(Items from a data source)
---
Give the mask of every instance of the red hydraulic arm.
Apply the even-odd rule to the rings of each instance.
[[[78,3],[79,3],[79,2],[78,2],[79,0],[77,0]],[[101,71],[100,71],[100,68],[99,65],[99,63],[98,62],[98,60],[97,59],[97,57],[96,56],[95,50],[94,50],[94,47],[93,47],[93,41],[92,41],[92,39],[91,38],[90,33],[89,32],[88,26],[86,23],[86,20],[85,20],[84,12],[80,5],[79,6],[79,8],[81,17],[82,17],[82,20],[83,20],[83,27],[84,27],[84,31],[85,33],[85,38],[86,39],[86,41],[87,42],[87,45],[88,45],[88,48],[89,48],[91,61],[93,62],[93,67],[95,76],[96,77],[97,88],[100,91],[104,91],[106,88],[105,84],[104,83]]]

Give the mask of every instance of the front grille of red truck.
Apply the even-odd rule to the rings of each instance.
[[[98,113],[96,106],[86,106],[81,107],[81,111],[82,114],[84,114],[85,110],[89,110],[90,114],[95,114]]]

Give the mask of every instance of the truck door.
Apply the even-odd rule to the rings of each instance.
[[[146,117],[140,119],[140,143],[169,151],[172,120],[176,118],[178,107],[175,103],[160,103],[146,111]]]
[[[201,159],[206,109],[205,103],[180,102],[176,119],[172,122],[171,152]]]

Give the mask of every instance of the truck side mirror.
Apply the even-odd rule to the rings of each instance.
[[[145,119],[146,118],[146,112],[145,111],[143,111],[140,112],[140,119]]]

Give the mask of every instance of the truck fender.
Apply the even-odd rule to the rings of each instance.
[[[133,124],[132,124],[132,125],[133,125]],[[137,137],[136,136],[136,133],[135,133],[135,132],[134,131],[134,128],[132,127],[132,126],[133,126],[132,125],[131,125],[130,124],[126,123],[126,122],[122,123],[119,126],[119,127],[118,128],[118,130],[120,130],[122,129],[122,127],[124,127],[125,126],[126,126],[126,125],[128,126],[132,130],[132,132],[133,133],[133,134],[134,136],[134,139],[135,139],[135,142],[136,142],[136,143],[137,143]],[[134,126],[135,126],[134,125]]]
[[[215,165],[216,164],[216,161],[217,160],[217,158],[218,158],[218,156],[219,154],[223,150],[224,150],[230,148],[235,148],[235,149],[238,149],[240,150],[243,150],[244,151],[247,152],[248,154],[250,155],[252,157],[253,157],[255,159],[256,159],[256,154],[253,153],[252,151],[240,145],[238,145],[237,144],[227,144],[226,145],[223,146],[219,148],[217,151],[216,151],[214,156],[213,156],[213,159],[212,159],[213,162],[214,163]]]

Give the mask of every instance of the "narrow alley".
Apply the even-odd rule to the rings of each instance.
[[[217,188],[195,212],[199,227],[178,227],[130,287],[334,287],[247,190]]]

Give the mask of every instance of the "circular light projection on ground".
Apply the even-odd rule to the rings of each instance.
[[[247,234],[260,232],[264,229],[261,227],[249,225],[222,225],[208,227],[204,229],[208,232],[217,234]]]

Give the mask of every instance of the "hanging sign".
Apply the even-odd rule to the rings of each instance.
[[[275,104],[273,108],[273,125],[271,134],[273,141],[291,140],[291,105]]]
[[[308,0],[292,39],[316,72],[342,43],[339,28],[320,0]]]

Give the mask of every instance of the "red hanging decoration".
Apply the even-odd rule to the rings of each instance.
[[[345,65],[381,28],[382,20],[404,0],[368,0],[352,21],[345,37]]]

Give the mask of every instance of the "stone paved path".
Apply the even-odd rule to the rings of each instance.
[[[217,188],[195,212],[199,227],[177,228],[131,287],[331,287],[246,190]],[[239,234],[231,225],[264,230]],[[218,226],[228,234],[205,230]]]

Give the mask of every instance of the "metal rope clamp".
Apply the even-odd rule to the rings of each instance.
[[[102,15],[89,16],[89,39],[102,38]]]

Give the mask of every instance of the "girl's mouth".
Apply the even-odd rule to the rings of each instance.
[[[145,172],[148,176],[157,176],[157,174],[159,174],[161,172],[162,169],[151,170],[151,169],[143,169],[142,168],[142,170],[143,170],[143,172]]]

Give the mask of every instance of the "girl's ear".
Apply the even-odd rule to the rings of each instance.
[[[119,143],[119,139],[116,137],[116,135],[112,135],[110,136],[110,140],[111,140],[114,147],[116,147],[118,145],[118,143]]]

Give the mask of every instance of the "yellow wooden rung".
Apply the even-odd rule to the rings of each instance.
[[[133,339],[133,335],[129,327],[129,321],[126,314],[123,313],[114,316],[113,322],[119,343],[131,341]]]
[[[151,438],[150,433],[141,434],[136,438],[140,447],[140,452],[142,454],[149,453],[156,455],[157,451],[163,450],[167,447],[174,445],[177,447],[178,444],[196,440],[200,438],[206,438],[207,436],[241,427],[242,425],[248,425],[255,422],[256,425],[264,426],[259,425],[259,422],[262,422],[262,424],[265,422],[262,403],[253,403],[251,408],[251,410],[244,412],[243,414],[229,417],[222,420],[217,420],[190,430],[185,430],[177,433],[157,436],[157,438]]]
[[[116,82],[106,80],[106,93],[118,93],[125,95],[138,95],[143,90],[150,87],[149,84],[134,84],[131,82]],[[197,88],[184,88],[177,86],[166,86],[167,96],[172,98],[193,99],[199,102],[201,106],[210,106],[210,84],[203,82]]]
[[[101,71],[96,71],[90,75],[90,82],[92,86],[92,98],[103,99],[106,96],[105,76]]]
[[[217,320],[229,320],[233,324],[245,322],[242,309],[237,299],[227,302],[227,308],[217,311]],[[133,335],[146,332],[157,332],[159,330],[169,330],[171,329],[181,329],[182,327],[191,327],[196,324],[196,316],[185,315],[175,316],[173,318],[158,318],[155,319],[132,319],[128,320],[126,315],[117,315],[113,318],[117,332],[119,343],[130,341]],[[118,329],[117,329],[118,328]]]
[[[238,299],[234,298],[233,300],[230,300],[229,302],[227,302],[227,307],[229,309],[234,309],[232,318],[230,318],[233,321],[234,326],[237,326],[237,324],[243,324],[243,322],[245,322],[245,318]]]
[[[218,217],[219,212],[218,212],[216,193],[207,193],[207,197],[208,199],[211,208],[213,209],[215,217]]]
---
Reproduce each entry from the records above, character for character.

■ TASK OUTPUT ■
Give the mask of every instance of the red hydraulic arm.
Apply the even-odd rule to the rings of each instance.
[[[78,3],[79,3],[79,2],[78,2],[79,0],[77,0]],[[101,71],[100,71],[100,68],[99,65],[99,63],[98,62],[98,60],[97,59],[97,57],[96,56],[95,50],[94,50],[94,47],[93,47],[93,41],[92,41],[92,39],[91,38],[90,33],[89,32],[88,26],[86,23],[86,20],[85,20],[84,12],[80,5],[79,6],[79,8],[81,17],[82,17],[82,20],[83,20],[83,27],[84,27],[84,31],[85,33],[85,38],[86,39],[86,41],[87,42],[87,45],[88,45],[88,48],[89,48],[91,61],[93,62],[93,67],[95,76],[96,77],[97,88],[100,91],[104,91],[106,88],[105,84],[104,83]]]

Give the mask of every instance of the front grille of red truck.
Apply the even-odd rule to the rings of each instance.
[[[98,113],[96,106],[86,106],[81,107],[81,111],[82,114],[84,114],[85,110],[89,110],[90,114],[95,114]]]

Give the mask of every instance of the truck door.
Apply the even-odd rule to the rings of each instance.
[[[146,117],[140,119],[140,143],[169,151],[172,120],[176,118],[178,107],[175,103],[160,103],[146,111]]]
[[[201,159],[206,109],[205,103],[180,102],[176,119],[172,122],[171,152]]]

Give the mask of every instance of the truck side mirror.
Apply the even-odd rule to the rings of each instance.
[[[145,119],[146,118],[146,112],[145,111],[143,111],[140,112],[140,119]]]

Give the mask of every instance of the truck fender.
Apply the even-odd rule to the rings of each instance.
[[[133,124],[132,124],[132,125],[133,125]],[[137,137],[136,136],[136,133],[135,133],[135,132],[134,131],[134,128],[132,127],[132,126],[133,126],[132,125],[131,125],[130,124],[126,123],[126,122],[122,123],[119,126],[119,127],[118,128],[118,130],[120,130],[122,129],[122,127],[124,127],[125,126],[126,126],[126,125],[128,126],[132,130],[132,132],[133,133],[133,134],[134,136],[134,139],[135,139],[135,142],[136,142],[136,143],[137,143]],[[134,126],[135,126],[134,125]]]
[[[215,165],[216,164],[216,161],[217,160],[217,158],[218,158],[218,156],[219,154],[223,150],[224,150],[230,148],[235,148],[235,149],[238,149],[240,150],[243,150],[244,151],[247,152],[248,154],[250,155],[252,157],[253,157],[255,159],[256,159],[256,154],[253,153],[252,151],[240,145],[238,145],[237,144],[227,144],[226,145],[223,146],[219,148],[217,151],[216,151],[214,156],[213,156],[213,159],[212,159],[213,162],[214,163]]]

Give the mask of every instance of the "narrow alley".
Apply the even-odd rule to the rings of each instance.
[[[217,188],[195,212],[199,227],[178,227],[130,287],[334,287],[247,190]]]

Give the mask of every instance of the "circular light projection on ground".
Apply the even-odd rule to the rings of each instance.
[[[247,234],[260,232],[264,229],[261,227],[249,225],[222,225],[208,227],[204,229],[208,232],[217,234]]]

Give the mask of every instance of the "hanging sign".
Apply the even-odd rule to the rings of each instance.
[[[275,104],[273,108],[273,125],[271,134],[273,141],[291,140],[291,105]]]
[[[308,0],[292,39],[316,72],[342,43],[339,28],[320,0]]]

Give the mask of every instance of the "red hanging decoration".
Apply the even-odd rule to the rings of each instance.
[[[345,65],[381,28],[382,20],[404,0],[368,0],[352,21],[345,37]]]

Give the mask of every instance of the "stone paved path".
Apply the even-odd rule to the rings of each instance.
[[[217,188],[195,212],[199,227],[177,228],[131,287],[331,287],[246,190]],[[239,234],[231,225],[264,230]],[[218,226],[228,234],[205,230]]]

Give the mask of every instance of the "metal rope clamp".
Apply the even-odd rule to the rings of each instance.
[[[102,15],[89,16],[89,39],[102,38]]]

Give the mask of every instance of the "girl's mouth".
Apply the even-odd rule to the rings of each instance.
[[[145,172],[148,176],[157,176],[157,174],[159,174],[161,172],[162,169],[151,170],[151,169],[143,169],[142,168],[142,170],[143,170],[143,172]]]

Give the mask of every instance of the "girl's ear".
Apply the even-odd rule to the rings of each instance.
[[[119,143],[119,139],[116,137],[116,135],[112,135],[110,136],[110,140],[111,140],[114,147],[116,147],[118,145],[118,143]]]

Give the mask of every instance of the "yellow wooden rung".
Apply the even-odd rule to the rings of each instance.
[[[133,339],[133,335],[129,327],[129,321],[126,314],[123,313],[114,316],[113,322],[119,343],[131,341]]]
[[[151,438],[150,433],[141,434],[136,438],[140,447],[140,452],[142,454],[149,453],[156,455],[157,451],[163,450],[167,447],[174,445],[177,447],[178,444],[196,440],[200,438],[206,438],[207,436],[241,427],[242,425],[248,425],[255,422],[256,425],[264,426],[259,425],[259,422],[262,422],[262,424],[265,422],[262,403],[253,403],[251,408],[251,410],[244,412],[243,414],[229,417],[222,420],[217,420],[190,430],[185,430],[177,433],[157,436],[157,438]]]
[[[116,82],[106,80],[106,93],[118,93],[125,95],[138,95],[143,90],[150,87],[149,84],[134,84],[131,82]],[[197,88],[184,88],[177,86],[166,86],[167,96],[172,98],[193,99],[199,102],[201,106],[210,106],[210,84],[203,82]]]
[[[101,71],[96,71],[90,75],[90,82],[92,86],[92,98],[103,99],[106,96],[105,76]]]
[[[217,320],[229,320],[233,324],[245,322],[242,309],[237,299],[227,302],[227,308],[217,311]],[[133,335],[146,332],[157,332],[159,330],[169,330],[171,329],[181,329],[182,327],[191,327],[196,324],[196,316],[185,315],[175,316],[173,318],[158,318],[155,319],[132,319],[128,320],[126,315],[117,315],[113,318],[117,332],[119,343],[130,341]],[[118,329],[117,329],[118,328]]]
[[[238,299],[234,298],[233,300],[230,300],[229,302],[227,302],[227,307],[229,309],[234,309],[232,318],[230,318],[233,321],[234,326],[237,326],[237,324],[243,324],[243,322],[245,322],[245,318]]]
[[[218,217],[219,212],[218,212],[216,193],[207,193],[207,197],[208,199],[211,208],[213,209],[215,217]]]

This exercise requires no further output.